(Collected data)
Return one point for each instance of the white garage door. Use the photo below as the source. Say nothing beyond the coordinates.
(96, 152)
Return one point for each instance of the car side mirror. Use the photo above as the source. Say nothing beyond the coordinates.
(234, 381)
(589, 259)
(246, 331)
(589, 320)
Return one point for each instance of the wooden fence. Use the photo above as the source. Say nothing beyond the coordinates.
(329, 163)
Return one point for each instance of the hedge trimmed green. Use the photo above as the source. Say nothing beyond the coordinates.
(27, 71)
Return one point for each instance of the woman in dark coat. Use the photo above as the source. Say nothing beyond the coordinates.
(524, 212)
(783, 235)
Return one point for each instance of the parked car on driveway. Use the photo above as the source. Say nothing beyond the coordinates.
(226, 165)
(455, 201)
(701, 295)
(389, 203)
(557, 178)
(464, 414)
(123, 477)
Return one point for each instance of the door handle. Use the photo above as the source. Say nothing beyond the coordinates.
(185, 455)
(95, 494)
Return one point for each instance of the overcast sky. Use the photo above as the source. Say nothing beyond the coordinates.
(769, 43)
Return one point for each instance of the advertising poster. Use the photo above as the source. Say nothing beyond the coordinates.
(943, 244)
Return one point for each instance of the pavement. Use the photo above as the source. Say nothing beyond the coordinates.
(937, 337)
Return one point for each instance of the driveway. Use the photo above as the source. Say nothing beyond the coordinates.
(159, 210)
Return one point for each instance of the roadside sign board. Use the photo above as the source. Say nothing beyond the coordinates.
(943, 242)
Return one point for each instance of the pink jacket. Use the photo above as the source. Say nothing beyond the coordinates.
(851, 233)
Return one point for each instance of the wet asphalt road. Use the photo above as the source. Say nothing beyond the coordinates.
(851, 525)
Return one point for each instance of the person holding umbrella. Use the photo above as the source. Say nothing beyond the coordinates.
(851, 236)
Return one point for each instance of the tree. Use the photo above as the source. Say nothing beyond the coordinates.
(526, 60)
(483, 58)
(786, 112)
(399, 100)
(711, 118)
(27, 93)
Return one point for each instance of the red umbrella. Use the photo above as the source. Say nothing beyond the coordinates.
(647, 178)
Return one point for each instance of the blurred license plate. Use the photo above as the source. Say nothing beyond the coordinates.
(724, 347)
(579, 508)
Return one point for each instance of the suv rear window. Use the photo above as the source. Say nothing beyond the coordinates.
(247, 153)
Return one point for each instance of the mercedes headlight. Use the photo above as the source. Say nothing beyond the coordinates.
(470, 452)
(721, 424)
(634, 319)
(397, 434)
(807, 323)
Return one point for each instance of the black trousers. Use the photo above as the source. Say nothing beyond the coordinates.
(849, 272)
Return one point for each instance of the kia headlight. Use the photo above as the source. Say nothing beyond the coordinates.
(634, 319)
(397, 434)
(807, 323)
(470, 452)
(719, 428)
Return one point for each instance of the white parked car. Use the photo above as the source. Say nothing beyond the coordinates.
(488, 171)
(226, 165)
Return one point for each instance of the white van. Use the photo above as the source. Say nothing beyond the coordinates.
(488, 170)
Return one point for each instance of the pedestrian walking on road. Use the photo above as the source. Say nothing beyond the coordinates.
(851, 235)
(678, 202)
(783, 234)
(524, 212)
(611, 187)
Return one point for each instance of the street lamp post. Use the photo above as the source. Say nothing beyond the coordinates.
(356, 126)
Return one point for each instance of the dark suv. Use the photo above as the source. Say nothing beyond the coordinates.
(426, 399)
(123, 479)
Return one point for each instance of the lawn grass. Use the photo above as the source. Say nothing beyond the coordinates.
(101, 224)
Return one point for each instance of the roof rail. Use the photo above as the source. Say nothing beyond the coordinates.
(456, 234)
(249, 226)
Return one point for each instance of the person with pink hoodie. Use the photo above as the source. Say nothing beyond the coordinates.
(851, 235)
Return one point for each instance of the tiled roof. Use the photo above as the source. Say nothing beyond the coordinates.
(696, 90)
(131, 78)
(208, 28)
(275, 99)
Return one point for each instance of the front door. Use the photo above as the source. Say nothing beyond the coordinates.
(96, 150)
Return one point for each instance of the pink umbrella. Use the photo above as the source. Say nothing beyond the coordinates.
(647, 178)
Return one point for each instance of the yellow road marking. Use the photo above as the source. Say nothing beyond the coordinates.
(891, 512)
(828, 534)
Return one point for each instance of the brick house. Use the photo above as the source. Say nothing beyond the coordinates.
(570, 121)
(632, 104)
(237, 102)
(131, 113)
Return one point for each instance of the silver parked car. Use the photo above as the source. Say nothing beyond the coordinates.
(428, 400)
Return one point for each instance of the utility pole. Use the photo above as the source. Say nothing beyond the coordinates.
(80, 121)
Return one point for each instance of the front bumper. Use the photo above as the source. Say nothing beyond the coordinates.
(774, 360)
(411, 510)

→ Problem details
Only the lines from the one holding "Return one point for each instance of the street" through the end of the records should appear in the answer, each repeated exactly.

→ Response to this exercise
Return one point for each instance of the street lamp post. Use the photo above as the source. Say nothing beyond the coordinates.
(356, 126)
Return one point for each instance of the dark suv. Use the photo above as the source. Say nothing beyond the coordinates.
(426, 399)
(123, 479)
Return one point for each instance of the lawn grass. Use the photo above as the source. Say nothing beyond the coordinates.
(101, 224)
Return one point for each instance of the roof rail. Use the photo above as the source. Say nothing beyond the coordinates.
(456, 234)
(249, 226)
Return one point for each instance of the person with pink hoodie. Use the photo above as the source. Say nothing beyond the coordinates.
(851, 235)
Return one point for each instance of the tiled roof. Use the photo above as the source. Say nothing beyond the coordinates.
(696, 90)
(131, 78)
(208, 28)
(275, 99)
Return one point for each instance of the front door. Use the photo above as the source. Say nothing beyond the coordinates.
(96, 150)
Return one point for each instance of the pink umbrella. Use the photo above as the source. Say nothing beyond the coordinates.
(647, 178)
Return one point for each instance of the yellow road marking. Use the photo above as the source. Say nothing beyond the coordinates.
(891, 512)
(828, 534)
Return one point for each instance of the brick house. Use the photo above as the source. Say nothing beyond the coordinates.
(570, 121)
(632, 104)
(237, 102)
(131, 113)
Return one point for each instance of the silver parked car. Use the photo above as the source. Say nothing beyond the coordinates.
(428, 400)
Return one point for each instance of the utility pole. Use the photo above as the source. Say nothing beyond the coordinates.
(80, 121)
Return one point for each instance of the front bumper. Use the photo above as the source. Say nothing beyond the coordinates.
(774, 360)
(411, 510)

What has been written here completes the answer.